### [About this task]
Return every record verbatim.

--- Given data Enclosed Below ---

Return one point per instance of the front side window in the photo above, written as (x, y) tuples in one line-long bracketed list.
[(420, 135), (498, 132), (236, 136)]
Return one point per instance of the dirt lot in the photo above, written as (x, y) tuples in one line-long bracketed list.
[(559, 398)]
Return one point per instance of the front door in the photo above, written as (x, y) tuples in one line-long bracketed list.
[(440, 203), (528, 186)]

--- End of Enclosed Given data ---

### [Exercise result]
Return one point per instance of the front side window in the photo above, written as (x, y) tuples in one line-long bracketed list.
[(420, 135), (498, 132), (236, 136)]
Return one point per instance of the dirt lot in the photo above, written as (x, y) tuples in one line-long bracketed list.
[(559, 398)]
Return one point per instance of the front door in the photo above, written as (x, y) tuples in one line-long bracketed list.
[(440, 203), (528, 186)]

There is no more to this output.